**EXERCISE TEXT**.
==========

# katsuramuki with nakiri vs usuba



## slowtyper (Apr 15, 2011)

Now obviously a usuba would be the better knife for this task but for those who have experience with both types of knives, I am wondering how _much_ of a difference it will make. 

Lets say vs using a gyuto.


----------



## echerub (Apr 15, 2011)

I had been practicing katsuramuki with nakiri and gyuto for about a year. I didn't touch my usuba even once during that time partly out of laziness - reaching for what was handiest and what I was already comfortable with - and partly because I figured I was doing alright with my double-beveled knives.

However, when I picked up my usuba just for kicks and katsuramuki'd a daikon one evening, I was pleasantly surprised at how much easier it was to stay thin and consistent all the way through.

There's not much difference, I find, between a nakiri and a gyuto in this role. As some folks say, a nakiri is like a gyuto without the tip and the belly that precedes it. Honestly you could do the same thing with a suji or a petty. It's not so much a matter of the blade size or profile as it is about its geometry. I find that with any double-bevel, you have to concentrate to make sure you keep the sheet thin without breaking through. The usuba, in contrast, just wanted to keep going where it was. I also noticed that I could get move further along with each stroke when using the usuba.

For me, it's a very noticeable difference between the usuba and any of the double-bevels in terms of the ease at which you can katsuramuki and therefore the speed at which you can go. It's also easier to keep the sheet continuous with the usuba, but it's also doable with the double-bevels.


----------



## JBroida (Apr 15, 2011)

echerub said:


> I had been practicing katsuramuki with nakiri and gyuto for about a year. I didn't touch my usuba even once during that time partly out of laziness - reaching for what was handiest and what I was already comfortable with - and partly because I figured I was doing alright with my double-beveled knives.
> 
> However, when I picked up my usuba just for kicks and katsuramuki'd a daikon one evening, I was pleasantly surprised at how much easier it was to stay thin and consistent all the way through.
> 
> ...


 
+1... the difference between nakiri and gyuto (assuming the gyuto is long enough) is small... the difference between those and an usuba is significant. Usuba is much better


----------



## slowtyper (Apr 15, 2011)

Thanks guys, exactly what I wanted to know. What do you guys think about the konosuke fujiyama white#2 Usuba?


----------



## echerub (Apr 15, 2011)

I've only used one usuba thus far, and it's a Yoshihiro so I couldn't really say much about the Konosuke. Jon will have some good input for you but he might want to go through PM's for that


----------

==========

**DATA EXTRACT**.
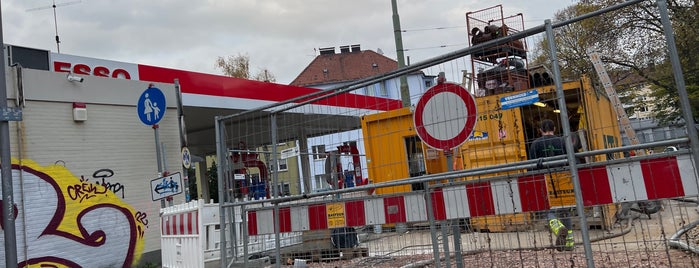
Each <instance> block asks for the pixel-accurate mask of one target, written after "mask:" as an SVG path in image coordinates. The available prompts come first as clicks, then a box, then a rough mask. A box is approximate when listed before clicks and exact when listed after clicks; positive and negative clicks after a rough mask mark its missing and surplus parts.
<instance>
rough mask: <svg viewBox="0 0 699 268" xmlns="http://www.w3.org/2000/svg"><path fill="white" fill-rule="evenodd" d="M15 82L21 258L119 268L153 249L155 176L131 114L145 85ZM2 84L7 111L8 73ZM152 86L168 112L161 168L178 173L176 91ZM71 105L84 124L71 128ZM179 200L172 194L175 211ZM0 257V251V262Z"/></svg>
mask: <svg viewBox="0 0 699 268" xmlns="http://www.w3.org/2000/svg"><path fill="white" fill-rule="evenodd" d="M22 76H23V79H22V83H23V87H24V96H25V98H26V106H25V107H24V108H22V112H23V114H22V116H23V118H22V119H23V120H22V121H19V122H10V138H11V145H10V146H11V153H12V158H13V191H14V199H15V200H14V201H15V203H16V204H17V207H18V215H17V219H16V221H15V223H16V230H17V231H16V232H17V239H16V240H17V252H18V258H19V260H20V261H22V260H27V259H32V260H38V259H42V258H45V257H47V256H54V257H55V258H56V259H54V260H53V262H49V263H53V264H63V265H65V266H75V265H74V264H78V265H81V266H83V267H107V266H109V267H111V266H115V267H116V266H119V267H121V266H123V265H124V263H126V266H130V265H131V264H133V263H134V261H136V260H139V259H140V258H141V257H142V256H143V255H144V254H146V253H148V252H154V251H159V249H160V224H159V209H160V206H161V203H160V201H153V200H152V196H151V186H150V181H151V180H152V179H156V178H158V166H157V162H156V146H155V135H154V130H153V128H152V127H150V126H146V125H144V124H143V123H142V122H141V121H140V120H139V118H138V114H137V111H136V103H137V101H138V99H139V97H140V96H141V93H142V92H143V91H144V90H145V89H146V88H147V86H148V84H147V83H144V82H140V81H133V80H124V79H111V78H100V77H92V76H85V77H84V79H85V80H84V82H82V83H76V82H70V81H68V80H67V79H66V74H65V73H55V72H46V71H39V70H30V69H23V70H22ZM6 78H7V90H8V98H9V100H8V106H15V99H16V98H17V93H16V90H17V85H18V80H17V75H16V69H13V68H9V69H8V71H7V74H6ZM155 86H156V87H158V88H159V89H161V90H162V91H163V93H164V94H165V96H166V100H167V107H168V108H167V110H166V112H165V115H164V116H163V118H162V120H161V121H160V123H159V128H158V132H159V139H160V142H161V143H162V144H164V147H165V152H163V155H164V156H165V157H166V158H167V161H166V163H165V165H164V166H166V167H167V170H168V171H170V172H173V173H174V172H182V167H181V165H182V164H181V156H180V144H179V131H178V123H177V113H176V108H175V104H176V98H175V89H174V86H173V85H171V84H156V85H155ZM73 102H84V103H86V105H87V121H84V122H75V121H74V120H73V114H72V111H73V106H72V104H73ZM19 170H22V172H21V173H20V172H19ZM96 173H97V174H96ZM100 174H105V175H111V177H108V178H105V179H104V182H103V179H101V178H95V177H94V175H97V176H98V177H99V176H100ZM105 185H106V187H105ZM183 200H184V195H183V194H179V195H175V196H174V200H173V203H175V204H178V203H182V202H183ZM2 239H3V240H4V237H2ZM4 256H5V254H4V248H3V253H0V258H3V260H0V263H4ZM59 266H60V265H59Z"/></svg>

==========

**YOUR GOAL**. Reproduce the section of the katsuramuki thread between "Now obviously a" and "it will make.", inclusive.

**RESULT BELOW**.
Now obviously a usuba would be the better knife for this task but for those who have experience with both types of knives, I am wondering how _much_ of a difference it will make.